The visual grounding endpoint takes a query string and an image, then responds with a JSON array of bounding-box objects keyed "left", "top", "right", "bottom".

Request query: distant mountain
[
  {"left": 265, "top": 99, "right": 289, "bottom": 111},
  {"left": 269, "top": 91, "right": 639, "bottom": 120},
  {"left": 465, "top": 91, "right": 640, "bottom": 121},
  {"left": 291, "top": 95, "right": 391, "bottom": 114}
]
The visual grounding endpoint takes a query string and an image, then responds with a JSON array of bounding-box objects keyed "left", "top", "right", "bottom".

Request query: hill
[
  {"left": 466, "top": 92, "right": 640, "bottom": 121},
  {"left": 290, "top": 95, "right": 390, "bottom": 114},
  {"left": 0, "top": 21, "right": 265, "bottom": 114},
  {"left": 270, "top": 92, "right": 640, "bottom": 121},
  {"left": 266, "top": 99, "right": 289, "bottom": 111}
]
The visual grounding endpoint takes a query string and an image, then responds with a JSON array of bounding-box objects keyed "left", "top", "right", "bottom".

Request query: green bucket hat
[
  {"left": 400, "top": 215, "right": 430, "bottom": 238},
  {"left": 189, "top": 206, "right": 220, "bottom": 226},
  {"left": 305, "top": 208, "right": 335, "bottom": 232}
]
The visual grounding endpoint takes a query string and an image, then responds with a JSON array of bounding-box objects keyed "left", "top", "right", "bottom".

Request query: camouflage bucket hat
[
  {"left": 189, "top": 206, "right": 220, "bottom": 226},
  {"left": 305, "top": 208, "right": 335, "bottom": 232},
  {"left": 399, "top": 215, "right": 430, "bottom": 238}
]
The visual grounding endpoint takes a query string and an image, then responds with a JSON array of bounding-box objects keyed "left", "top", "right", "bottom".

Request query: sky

### How to complete this task
Reproduce each entry above without a single difference.

### Task solution
The visual grounding endpoint takes a query string and an image, then responds with a JSON array of bounding-box objects keyed "left", "top", "right", "bottom".

Request query: distant mountain
[
  {"left": 265, "top": 99, "right": 289, "bottom": 111},
  {"left": 269, "top": 91, "right": 639, "bottom": 120},
  {"left": 465, "top": 91, "right": 640, "bottom": 121},
  {"left": 291, "top": 95, "right": 391, "bottom": 114}
]
The visual grounding endpoint takes a query string and an image, then responds with a JSON array of bounding-box objects keyed "left", "top", "right", "bottom".

Request query: hill
[
  {"left": 466, "top": 92, "right": 640, "bottom": 121},
  {"left": 290, "top": 95, "right": 390, "bottom": 114},
  {"left": 0, "top": 21, "right": 265, "bottom": 114},
  {"left": 270, "top": 92, "right": 640, "bottom": 121},
  {"left": 266, "top": 99, "right": 289, "bottom": 111}
]
The visual grounding endpoint takes a query string and an image, then responds with a JSON array of bounding-box objects keyed "left", "top", "right", "bottom".

Request query: green bucket hat
[
  {"left": 400, "top": 215, "right": 430, "bottom": 238},
  {"left": 189, "top": 206, "right": 220, "bottom": 226},
  {"left": 305, "top": 208, "right": 335, "bottom": 232}
]
The visual grounding endpoint takes a query string and an image, then responds with a JSON array of bounding-box objects keyed "left", "top", "right", "bottom".

Request query: camouflage bucket hat
[
  {"left": 189, "top": 206, "right": 220, "bottom": 226},
  {"left": 305, "top": 208, "right": 335, "bottom": 232},
  {"left": 399, "top": 215, "right": 430, "bottom": 238}
]
The visual grounding endpoint takes a query string and an image, then responds with a JSON array of bounding-box objects keyed "left", "top", "right", "bottom".

Request query: sky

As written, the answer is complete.